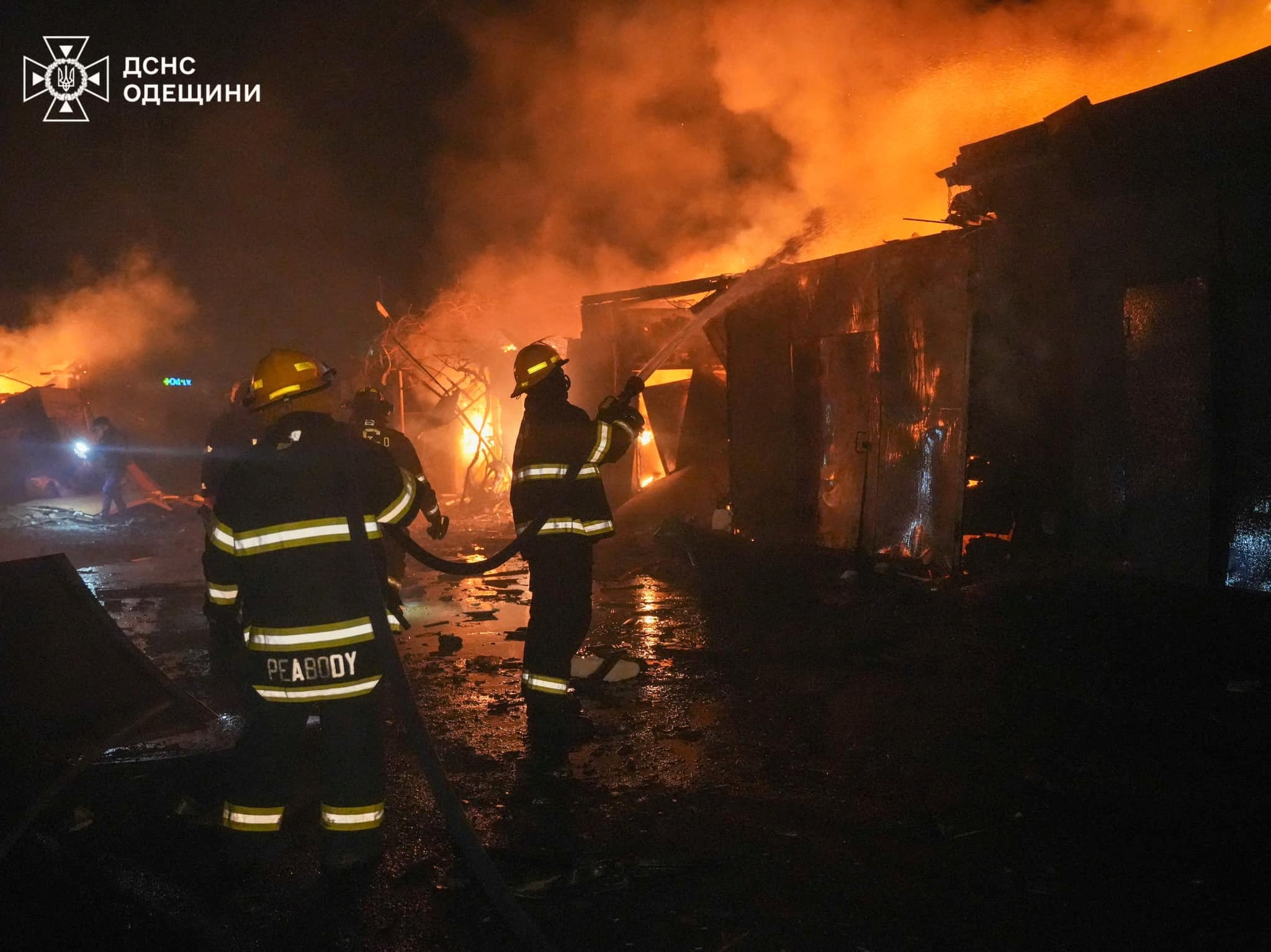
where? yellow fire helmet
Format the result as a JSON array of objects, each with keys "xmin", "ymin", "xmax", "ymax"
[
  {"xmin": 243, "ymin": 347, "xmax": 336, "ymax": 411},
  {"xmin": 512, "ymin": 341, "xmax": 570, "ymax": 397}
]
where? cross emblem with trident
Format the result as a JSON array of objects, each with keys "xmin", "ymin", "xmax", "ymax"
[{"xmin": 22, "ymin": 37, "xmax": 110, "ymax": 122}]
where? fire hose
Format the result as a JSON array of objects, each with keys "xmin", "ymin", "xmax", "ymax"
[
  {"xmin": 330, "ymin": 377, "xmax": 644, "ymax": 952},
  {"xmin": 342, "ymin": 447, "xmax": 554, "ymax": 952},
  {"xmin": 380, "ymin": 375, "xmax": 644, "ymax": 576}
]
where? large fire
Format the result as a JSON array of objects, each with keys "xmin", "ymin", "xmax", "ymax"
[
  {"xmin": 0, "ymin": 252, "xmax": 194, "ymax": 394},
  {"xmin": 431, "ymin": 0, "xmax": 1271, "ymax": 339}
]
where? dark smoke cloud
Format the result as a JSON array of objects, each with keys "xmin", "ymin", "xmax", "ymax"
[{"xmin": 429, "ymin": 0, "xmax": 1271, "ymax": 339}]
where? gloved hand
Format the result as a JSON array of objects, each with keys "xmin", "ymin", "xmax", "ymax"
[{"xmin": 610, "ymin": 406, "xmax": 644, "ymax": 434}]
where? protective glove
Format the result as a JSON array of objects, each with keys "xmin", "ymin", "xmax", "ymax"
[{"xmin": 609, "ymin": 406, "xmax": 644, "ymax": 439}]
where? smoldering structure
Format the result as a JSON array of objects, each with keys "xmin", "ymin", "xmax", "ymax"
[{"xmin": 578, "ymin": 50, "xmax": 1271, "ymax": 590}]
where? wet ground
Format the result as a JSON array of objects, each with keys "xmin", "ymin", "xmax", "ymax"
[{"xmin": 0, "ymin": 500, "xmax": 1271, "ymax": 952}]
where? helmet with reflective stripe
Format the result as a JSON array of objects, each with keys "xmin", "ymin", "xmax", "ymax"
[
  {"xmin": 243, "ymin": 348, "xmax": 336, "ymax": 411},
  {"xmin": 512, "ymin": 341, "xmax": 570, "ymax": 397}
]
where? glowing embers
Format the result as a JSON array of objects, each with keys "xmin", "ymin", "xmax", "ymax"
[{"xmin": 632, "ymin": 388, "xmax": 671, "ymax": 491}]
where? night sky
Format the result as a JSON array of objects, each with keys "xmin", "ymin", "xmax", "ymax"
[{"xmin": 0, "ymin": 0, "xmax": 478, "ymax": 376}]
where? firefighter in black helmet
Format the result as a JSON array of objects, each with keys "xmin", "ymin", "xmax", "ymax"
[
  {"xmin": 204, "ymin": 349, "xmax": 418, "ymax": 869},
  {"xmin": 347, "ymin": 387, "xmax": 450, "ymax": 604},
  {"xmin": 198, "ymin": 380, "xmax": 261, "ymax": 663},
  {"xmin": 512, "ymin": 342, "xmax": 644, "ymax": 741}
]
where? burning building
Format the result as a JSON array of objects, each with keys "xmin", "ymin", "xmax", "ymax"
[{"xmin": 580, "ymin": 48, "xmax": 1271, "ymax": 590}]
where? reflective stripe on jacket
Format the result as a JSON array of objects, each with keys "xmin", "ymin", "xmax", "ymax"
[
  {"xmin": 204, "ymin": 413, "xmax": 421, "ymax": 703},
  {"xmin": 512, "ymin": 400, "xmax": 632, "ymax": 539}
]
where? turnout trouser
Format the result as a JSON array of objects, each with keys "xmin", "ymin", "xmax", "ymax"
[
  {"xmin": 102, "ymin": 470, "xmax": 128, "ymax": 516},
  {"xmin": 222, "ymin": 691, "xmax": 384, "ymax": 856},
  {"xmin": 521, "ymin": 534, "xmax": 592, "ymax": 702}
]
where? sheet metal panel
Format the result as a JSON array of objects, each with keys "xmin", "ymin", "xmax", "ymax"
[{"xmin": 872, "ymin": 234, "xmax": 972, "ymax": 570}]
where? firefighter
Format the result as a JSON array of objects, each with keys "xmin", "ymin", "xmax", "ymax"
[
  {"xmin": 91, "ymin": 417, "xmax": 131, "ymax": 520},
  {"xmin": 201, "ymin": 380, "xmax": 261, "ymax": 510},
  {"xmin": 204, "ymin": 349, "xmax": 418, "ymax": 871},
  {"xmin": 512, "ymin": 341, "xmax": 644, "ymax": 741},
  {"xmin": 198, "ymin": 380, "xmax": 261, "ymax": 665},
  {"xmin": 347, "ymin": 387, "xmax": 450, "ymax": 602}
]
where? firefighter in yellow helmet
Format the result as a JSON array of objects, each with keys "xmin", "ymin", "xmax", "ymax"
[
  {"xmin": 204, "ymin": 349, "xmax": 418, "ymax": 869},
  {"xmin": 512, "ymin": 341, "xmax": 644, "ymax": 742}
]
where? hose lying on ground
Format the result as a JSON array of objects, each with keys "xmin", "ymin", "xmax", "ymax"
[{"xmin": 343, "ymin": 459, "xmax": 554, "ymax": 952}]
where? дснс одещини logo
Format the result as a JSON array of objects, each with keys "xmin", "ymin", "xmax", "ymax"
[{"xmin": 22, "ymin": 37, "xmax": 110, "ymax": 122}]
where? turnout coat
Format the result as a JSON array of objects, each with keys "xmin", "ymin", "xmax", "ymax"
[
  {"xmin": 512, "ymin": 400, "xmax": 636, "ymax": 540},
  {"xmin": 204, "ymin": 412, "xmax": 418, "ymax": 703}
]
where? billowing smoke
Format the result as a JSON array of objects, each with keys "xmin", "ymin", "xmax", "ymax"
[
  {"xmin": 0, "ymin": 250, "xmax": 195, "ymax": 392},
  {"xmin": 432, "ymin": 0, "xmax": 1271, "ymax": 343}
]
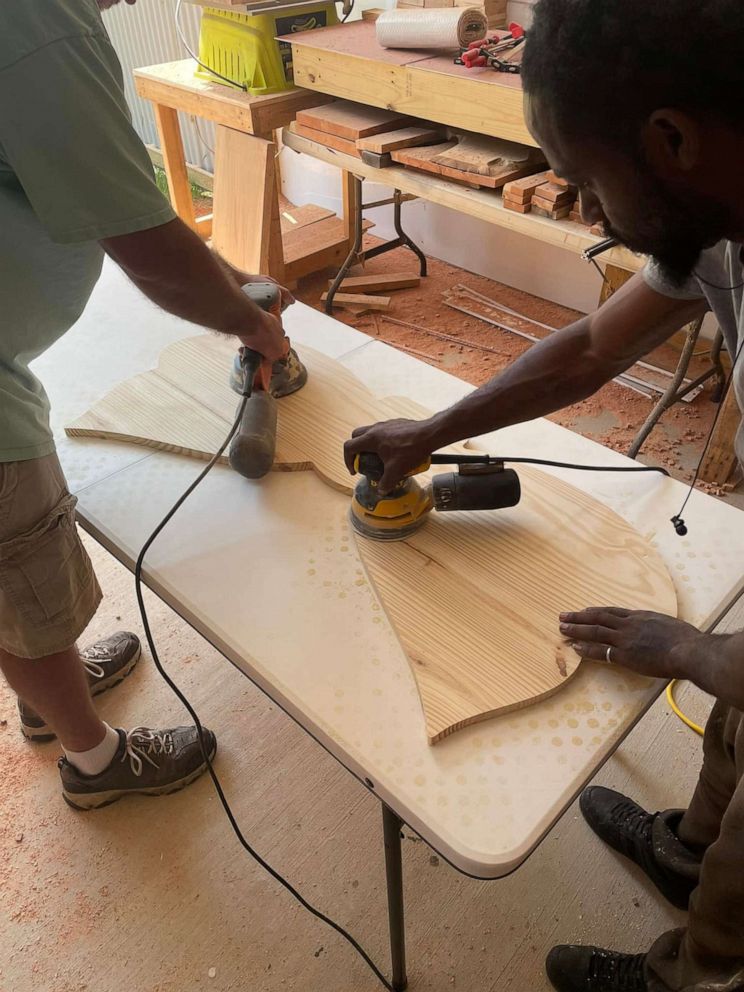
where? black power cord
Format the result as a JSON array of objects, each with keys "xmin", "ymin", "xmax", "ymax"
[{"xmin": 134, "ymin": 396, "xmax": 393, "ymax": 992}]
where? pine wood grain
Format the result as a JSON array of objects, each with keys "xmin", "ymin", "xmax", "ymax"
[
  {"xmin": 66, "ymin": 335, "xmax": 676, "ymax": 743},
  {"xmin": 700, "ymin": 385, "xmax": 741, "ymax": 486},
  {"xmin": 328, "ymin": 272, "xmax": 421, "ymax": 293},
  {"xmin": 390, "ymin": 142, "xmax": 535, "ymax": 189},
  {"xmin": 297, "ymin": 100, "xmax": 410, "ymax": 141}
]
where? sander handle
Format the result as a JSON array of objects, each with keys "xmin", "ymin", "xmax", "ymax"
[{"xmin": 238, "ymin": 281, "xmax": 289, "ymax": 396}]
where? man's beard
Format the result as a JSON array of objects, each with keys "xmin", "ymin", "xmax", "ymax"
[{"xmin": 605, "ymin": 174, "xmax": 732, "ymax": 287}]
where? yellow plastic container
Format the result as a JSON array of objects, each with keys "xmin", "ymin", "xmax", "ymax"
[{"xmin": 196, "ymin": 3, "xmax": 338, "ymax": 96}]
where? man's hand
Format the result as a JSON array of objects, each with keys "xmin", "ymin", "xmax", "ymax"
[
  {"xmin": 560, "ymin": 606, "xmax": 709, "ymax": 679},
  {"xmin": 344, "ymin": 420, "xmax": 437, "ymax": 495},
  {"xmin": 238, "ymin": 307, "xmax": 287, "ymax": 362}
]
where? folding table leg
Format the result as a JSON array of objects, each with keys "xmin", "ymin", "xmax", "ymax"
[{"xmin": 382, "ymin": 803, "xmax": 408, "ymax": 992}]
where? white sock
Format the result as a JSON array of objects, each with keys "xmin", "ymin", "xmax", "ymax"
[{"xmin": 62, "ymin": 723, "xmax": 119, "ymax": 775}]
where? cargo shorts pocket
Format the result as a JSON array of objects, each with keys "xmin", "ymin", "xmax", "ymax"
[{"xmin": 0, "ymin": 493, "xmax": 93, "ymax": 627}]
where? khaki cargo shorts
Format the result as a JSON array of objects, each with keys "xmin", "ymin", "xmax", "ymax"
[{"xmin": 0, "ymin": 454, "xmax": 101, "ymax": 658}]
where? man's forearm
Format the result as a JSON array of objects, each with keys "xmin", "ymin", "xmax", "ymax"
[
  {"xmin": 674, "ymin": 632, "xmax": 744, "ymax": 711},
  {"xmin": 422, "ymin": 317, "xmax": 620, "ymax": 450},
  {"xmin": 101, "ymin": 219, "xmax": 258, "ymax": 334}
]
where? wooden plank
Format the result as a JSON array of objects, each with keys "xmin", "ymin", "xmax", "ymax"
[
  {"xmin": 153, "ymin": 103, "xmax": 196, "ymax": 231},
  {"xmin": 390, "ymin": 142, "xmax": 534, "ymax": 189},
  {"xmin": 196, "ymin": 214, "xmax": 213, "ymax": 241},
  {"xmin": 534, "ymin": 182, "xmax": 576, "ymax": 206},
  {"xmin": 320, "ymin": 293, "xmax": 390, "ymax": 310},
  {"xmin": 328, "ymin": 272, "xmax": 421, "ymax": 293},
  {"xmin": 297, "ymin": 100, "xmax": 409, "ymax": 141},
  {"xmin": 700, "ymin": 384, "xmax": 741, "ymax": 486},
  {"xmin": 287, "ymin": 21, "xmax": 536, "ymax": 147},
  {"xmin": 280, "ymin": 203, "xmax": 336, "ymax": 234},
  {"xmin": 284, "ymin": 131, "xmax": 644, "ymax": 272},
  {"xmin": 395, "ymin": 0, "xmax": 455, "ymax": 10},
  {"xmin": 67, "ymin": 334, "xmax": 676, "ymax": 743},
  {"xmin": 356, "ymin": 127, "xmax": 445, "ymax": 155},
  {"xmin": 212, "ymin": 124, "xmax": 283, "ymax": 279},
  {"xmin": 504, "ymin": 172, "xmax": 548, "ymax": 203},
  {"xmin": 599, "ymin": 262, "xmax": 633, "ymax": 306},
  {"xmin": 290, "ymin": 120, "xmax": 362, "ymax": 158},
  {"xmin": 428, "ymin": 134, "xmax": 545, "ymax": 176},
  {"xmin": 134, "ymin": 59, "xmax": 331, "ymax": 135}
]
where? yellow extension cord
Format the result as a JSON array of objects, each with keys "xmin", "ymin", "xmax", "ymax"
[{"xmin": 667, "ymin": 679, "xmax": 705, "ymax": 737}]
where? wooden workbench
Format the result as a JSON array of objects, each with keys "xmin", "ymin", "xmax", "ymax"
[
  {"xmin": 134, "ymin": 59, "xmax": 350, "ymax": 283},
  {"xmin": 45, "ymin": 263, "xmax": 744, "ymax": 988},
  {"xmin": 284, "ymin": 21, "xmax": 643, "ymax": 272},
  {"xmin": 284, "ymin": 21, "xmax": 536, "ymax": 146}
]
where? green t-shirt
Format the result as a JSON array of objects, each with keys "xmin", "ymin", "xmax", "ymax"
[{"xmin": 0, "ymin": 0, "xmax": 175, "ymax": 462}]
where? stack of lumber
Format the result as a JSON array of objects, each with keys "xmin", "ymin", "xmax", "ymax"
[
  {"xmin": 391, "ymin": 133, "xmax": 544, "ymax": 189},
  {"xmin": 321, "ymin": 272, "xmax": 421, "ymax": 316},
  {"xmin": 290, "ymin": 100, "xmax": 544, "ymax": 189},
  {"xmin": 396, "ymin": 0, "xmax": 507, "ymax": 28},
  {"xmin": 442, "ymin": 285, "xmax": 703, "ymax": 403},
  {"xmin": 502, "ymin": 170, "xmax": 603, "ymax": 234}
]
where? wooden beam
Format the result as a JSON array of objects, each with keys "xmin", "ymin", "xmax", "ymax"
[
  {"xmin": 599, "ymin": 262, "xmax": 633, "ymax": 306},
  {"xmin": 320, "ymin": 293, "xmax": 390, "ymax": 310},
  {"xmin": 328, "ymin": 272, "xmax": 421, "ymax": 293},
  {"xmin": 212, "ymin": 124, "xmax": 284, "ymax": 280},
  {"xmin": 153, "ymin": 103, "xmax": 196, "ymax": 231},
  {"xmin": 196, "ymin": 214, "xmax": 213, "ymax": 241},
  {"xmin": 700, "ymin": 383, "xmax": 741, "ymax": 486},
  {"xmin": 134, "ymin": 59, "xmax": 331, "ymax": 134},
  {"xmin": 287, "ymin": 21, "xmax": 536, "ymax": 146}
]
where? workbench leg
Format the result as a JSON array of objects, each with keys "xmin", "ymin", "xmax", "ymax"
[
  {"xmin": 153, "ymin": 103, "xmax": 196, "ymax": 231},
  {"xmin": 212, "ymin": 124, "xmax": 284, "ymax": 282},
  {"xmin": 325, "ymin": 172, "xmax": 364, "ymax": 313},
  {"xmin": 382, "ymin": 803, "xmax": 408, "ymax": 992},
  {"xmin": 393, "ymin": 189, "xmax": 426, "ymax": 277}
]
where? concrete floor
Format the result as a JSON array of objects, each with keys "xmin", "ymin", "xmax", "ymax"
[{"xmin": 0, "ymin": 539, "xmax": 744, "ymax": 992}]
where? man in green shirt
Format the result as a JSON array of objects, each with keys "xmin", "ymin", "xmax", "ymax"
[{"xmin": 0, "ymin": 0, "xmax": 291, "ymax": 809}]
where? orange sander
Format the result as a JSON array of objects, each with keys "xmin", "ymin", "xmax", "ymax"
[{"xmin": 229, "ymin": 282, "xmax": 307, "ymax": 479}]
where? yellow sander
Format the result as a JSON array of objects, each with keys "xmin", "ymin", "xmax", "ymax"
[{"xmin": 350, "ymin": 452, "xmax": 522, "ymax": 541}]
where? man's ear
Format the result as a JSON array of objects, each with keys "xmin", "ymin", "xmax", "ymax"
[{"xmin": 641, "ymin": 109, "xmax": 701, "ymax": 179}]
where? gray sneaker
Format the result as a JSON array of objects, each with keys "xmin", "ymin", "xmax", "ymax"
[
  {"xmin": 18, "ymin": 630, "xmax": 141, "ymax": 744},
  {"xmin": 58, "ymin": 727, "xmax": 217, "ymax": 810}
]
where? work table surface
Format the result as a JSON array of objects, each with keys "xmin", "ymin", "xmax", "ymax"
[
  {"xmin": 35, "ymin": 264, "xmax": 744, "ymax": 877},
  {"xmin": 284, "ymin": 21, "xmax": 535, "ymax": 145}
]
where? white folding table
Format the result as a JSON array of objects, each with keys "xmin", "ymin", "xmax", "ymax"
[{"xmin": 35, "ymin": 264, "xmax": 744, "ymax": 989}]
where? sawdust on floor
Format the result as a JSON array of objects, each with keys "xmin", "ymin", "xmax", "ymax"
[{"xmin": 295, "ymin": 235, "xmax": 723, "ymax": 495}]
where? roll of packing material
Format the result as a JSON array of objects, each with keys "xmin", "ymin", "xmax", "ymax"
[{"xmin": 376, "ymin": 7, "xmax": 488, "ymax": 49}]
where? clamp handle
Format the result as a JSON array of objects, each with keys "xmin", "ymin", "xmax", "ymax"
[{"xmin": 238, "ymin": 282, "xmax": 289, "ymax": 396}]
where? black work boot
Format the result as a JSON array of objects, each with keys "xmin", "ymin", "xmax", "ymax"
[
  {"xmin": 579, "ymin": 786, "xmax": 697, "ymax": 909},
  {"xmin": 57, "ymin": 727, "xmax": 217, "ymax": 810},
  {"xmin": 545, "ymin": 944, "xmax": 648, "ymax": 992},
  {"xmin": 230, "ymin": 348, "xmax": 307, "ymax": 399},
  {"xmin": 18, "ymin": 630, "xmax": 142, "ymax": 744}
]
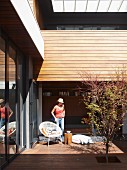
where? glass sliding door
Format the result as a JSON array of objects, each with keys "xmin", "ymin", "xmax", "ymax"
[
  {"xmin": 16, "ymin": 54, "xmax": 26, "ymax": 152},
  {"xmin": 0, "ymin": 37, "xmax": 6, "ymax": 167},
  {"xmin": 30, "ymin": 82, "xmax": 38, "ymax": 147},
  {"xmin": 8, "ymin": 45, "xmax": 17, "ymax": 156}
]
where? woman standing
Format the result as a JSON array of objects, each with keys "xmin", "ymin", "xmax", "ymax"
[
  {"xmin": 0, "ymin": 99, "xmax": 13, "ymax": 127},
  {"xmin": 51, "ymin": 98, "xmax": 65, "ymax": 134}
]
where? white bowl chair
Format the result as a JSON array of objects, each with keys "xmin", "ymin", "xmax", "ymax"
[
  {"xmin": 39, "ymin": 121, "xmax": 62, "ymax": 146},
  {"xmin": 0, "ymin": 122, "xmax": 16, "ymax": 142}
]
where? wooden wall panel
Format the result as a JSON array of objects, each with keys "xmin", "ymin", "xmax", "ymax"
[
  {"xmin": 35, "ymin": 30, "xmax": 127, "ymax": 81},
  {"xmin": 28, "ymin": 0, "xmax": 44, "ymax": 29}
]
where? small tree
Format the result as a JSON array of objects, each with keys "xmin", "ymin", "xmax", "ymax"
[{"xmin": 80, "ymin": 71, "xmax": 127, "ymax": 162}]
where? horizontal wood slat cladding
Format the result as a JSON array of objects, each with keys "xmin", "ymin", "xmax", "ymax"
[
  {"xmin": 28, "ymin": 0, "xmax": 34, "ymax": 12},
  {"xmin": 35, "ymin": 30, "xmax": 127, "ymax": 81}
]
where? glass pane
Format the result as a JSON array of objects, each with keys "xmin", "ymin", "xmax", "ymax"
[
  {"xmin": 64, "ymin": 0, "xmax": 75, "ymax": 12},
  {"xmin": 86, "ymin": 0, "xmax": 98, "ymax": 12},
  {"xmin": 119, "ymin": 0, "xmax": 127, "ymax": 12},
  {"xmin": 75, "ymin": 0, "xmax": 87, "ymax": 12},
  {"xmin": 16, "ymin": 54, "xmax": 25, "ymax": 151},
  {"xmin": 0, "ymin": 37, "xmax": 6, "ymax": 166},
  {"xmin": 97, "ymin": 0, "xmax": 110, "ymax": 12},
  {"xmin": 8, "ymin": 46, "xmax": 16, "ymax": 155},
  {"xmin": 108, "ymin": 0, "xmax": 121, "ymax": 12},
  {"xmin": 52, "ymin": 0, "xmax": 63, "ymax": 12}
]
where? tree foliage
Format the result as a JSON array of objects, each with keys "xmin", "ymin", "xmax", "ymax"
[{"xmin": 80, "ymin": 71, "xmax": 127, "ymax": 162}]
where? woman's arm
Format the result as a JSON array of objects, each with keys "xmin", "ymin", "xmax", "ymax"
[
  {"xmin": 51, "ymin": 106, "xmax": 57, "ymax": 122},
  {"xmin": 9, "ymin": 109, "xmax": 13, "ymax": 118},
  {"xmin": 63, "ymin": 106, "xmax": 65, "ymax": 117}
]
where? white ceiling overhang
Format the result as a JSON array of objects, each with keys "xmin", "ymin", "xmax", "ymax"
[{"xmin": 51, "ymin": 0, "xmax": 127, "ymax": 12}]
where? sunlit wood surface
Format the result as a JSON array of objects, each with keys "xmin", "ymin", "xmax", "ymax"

● **WHAT NEEDS TO BE DONE**
Count the lines in the items above that contain the string "hose", treating uppercase and lowercase as different, and reply with the number alone.

● **RESPONSE FOR THIS EXERCISE**
2